PROBLEM TO WORK ON ->
Of all the lines in the entries below, give again exactly those starting at the line containing "point(140, 246)" and ending at the line containing "point(488, 269)", both ends included, and no others.
· · · · · · ·
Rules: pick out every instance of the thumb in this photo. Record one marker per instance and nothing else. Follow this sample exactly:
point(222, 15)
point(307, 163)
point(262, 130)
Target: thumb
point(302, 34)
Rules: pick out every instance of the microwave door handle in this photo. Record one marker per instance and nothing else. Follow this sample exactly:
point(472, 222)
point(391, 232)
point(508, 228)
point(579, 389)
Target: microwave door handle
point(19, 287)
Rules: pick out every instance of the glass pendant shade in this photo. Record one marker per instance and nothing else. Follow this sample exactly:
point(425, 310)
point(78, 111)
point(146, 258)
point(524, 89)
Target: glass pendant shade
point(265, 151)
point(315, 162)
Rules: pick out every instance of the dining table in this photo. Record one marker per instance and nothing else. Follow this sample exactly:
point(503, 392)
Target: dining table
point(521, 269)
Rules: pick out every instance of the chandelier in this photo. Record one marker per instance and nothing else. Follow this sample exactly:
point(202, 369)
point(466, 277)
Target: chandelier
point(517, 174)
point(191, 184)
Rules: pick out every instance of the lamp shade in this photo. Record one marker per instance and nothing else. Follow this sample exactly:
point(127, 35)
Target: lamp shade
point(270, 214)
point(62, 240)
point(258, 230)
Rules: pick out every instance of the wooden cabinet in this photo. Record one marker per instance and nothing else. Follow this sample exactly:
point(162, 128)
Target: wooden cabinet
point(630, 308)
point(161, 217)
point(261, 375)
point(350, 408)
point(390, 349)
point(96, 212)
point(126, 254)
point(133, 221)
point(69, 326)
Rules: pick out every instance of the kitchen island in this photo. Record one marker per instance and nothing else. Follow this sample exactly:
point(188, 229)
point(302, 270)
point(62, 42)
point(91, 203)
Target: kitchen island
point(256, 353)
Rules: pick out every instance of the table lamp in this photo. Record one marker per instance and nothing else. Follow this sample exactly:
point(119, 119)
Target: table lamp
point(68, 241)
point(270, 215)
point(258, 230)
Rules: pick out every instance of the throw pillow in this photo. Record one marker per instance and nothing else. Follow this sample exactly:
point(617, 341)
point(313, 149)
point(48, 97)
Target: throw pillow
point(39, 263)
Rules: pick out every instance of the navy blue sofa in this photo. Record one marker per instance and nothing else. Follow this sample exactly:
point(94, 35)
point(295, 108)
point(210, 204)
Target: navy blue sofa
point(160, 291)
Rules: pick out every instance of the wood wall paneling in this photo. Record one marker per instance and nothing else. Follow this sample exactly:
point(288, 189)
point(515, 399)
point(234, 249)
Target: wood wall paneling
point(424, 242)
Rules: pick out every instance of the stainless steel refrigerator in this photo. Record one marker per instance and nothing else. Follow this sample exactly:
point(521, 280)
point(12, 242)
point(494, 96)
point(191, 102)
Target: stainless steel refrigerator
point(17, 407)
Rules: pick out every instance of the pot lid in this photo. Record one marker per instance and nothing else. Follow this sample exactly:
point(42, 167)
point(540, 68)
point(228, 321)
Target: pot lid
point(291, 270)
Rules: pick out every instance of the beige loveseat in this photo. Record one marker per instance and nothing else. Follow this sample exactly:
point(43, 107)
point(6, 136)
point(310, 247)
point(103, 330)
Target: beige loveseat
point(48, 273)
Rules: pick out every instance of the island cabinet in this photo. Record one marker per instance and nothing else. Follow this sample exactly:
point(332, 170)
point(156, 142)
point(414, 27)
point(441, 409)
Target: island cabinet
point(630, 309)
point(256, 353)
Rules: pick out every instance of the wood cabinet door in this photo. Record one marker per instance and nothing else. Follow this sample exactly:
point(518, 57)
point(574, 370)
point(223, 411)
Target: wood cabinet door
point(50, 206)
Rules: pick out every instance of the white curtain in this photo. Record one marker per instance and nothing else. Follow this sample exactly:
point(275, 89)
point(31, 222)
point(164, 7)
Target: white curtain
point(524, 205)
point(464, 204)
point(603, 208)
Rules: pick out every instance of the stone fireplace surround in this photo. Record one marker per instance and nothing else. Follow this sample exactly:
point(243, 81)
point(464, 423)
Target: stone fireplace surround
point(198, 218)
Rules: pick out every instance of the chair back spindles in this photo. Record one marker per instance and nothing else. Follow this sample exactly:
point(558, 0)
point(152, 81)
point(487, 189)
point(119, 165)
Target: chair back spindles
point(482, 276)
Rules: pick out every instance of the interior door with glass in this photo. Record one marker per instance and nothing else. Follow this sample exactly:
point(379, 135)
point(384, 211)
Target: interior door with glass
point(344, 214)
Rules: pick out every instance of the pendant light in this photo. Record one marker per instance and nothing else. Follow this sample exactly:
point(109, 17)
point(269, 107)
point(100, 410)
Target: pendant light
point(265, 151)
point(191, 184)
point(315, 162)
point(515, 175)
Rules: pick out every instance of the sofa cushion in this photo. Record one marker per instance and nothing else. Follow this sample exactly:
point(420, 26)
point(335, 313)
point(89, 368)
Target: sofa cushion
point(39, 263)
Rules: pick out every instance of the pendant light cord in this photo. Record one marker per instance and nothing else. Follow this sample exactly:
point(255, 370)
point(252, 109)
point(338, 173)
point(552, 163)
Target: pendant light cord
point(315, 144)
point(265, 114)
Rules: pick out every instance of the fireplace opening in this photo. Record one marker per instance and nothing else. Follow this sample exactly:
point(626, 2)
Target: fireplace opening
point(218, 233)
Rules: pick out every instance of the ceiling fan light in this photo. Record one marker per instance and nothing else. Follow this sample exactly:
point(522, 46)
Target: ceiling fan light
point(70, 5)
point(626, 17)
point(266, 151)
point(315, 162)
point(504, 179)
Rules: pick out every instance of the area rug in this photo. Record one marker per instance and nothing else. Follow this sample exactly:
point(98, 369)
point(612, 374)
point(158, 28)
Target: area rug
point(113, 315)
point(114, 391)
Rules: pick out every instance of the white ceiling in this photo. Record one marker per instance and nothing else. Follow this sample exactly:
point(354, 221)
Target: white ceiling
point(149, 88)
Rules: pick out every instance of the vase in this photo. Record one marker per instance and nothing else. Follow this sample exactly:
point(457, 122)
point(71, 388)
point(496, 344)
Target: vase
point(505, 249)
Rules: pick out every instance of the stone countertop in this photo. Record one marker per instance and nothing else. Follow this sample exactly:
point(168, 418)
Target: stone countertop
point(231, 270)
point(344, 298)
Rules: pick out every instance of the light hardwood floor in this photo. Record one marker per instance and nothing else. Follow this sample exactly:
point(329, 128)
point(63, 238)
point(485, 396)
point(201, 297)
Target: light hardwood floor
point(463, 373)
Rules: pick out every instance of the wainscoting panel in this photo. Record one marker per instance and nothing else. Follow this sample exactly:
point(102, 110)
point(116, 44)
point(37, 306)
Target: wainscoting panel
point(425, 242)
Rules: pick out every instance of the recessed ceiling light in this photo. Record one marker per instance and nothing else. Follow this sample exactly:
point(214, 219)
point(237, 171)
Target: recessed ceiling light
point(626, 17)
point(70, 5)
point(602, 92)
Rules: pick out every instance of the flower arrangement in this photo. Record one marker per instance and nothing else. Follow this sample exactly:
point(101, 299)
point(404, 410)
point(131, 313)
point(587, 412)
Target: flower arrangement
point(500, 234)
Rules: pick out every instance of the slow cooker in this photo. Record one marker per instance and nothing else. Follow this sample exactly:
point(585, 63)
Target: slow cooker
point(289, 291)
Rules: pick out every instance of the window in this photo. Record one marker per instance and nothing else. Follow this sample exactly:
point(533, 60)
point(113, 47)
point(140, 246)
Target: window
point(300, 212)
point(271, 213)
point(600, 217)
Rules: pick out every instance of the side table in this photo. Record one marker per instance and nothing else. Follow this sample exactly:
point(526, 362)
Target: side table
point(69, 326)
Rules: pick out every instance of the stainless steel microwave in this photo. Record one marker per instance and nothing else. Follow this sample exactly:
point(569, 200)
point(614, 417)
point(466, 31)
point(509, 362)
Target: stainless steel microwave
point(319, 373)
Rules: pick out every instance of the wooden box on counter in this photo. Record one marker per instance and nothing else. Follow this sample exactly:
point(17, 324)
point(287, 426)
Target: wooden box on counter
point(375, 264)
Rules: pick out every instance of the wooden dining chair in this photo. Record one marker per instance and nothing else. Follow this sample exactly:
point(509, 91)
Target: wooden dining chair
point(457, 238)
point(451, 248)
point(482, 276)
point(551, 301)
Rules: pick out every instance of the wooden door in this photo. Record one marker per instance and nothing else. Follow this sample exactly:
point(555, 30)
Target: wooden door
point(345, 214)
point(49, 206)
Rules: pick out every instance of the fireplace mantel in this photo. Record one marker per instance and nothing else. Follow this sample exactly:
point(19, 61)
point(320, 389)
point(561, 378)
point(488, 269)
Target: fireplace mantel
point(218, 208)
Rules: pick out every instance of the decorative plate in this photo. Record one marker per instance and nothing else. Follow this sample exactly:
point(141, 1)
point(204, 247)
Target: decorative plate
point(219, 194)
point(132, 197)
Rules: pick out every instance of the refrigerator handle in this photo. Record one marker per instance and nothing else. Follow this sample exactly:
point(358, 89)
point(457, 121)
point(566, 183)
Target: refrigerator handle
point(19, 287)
· · · · · · ·
OUTPUT FOR THIS TASK ->
point(140, 246)
Target: window
point(300, 212)
point(271, 213)
point(600, 217)
Rules: pick out every instance of the side table in this photo. Record one marker per instance and nothing else. Follow this sample exactly:
point(526, 362)
Target: side table
point(69, 326)
Rules: pick out every instance of the stainless steel microwave in this photo. Record one marker per instance and nothing else. Follow this sample exactly:
point(569, 200)
point(614, 417)
point(466, 31)
point(509, 362)
Target: stainless steel microwave
point(319, 373)
Rules: pick out every instance of the wooden box on counter in this photo. Record one marker per instance and nothing else. Follow this sample exactly:
point(17, 324)
point(287, 426)
Target: wooden box on counter
point(375, 264)
Rules: pick out every instance of the wooden dining chair in this photo. Record one marker per instance and nothing else. Follow this sample exactly:
point(509, 91)
Target: wooden dining chair
point(457, 238)
point(451, 248)
point(482, 276)
point(551, 301)
Rules: pick out every instance of the wooden door in this photo. Record one marker per instance and nothing else. Follow this sample exactly:
point(555, 30)
Target: wooden door
point(345, 214)
point(49, 206)
Rules: pick out every instance of the fireplace mantel in this photo. Record one marker per instance and nothing else. Follow this sample exactly:
point(19, 61)
point(320, 389)
point(561, 378)
point(488, 269)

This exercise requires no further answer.